= Your goal =
Pick up the court opinion on Mid-South Insurance Company's coverage suit and write on from its last sentence.

= Passage =

Opinion
Civ. A. No. 9939.
December 31, 1964.
Alex F. Smith, Jr., Mayer Smith, Shreveport, La., for plaintiff.
Louis D. Smith, Hayes, Harkey Smith, Monroe, La., Berry Lee, Winnsboro, La., Henry Woods, McMath, Leatherman, Woods Youngdahl, Little Rock, Ark., J. Norman Coon, Jr., Coon Coon, Monroe, La., for defendants.
By this suit Mid-South Insurance Company seeks a declaratory judgment that the automobile liability policy it issued to Carl E. Jones does not afford coverage for injuries sustained by defendants. Plaintiff now seeks a summary judgment to that effect.
Mid-South, an Arkansas corporation, issued the policy dated September 15, 1963, to Jones, a citizen of Arkansas. Defendants were injured October 13, 1963, when the automobile in which they were riding, owned and operated by Charles E. Lewis, collided with Jones' automobile near Tallulah, Louisiana. Made additional defendants in plaintiff's amended complaint are the survivors of Charles Edward Lewis, Bob Allen Perry and James Kelly Lewis, the driver and other passengers of the Lewis vehicle who were killed in the accident. The survivors and legal representatives of Jones and three passengers who were killed while riding in the Jones vehicle have been granted permission to intervene as defendants in this action.

Object location annotation lines

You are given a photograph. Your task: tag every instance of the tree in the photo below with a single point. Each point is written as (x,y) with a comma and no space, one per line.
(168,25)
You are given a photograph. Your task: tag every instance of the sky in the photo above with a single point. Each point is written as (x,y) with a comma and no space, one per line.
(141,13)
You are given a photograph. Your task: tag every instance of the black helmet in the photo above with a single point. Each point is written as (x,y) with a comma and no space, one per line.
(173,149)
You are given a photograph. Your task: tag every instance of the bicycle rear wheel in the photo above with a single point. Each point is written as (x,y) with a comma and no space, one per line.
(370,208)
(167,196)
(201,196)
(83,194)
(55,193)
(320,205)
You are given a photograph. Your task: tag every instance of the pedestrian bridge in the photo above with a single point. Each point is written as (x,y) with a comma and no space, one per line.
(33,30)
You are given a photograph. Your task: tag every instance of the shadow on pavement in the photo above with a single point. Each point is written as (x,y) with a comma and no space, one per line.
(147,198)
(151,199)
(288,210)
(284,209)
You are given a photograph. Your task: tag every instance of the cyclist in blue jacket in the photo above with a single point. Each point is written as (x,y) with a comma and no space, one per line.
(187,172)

= Output =
The policy issued by plaintiff to Jones contained an exclusion reading as follows:
"This policy does not apply:
"* * *
"j. Under Coverages A and B, unless the named insured or additional named insured shall be in actual physical control of the named automobile, which shall mean that the named insured or the additional named insured must be under the steering wheel of the named automobile at the time of the accident, and no others."
Because of this exclusion and the fact that the policy does not contain the usual "omnibus clause," plaintiff contends that there is no coverage for this accident under the terms of the policy, since at the time of the accident Jones's car was being driven by Stanley W. Ross, Jr.
Under the terms of the policy the insured was C.E. Jones, and the only named additional insured was B.R. Jones. Therefore, Ross was not a named insured under the policy.
Defendants contend that Louisiana law is applicable and that the quoted exclusion is contrary to the law and public policy of this State. They, therefore, urge that we regard the exclusion as not written, to strike it from the policy and to hold that the policy does afford coverage to the defendants for their injuries. In effect, defendants contend that Louisiana law requires inclusion of an omnibus clause in automobile liability policies insuring any vehicle involved in an accident in Louisiana.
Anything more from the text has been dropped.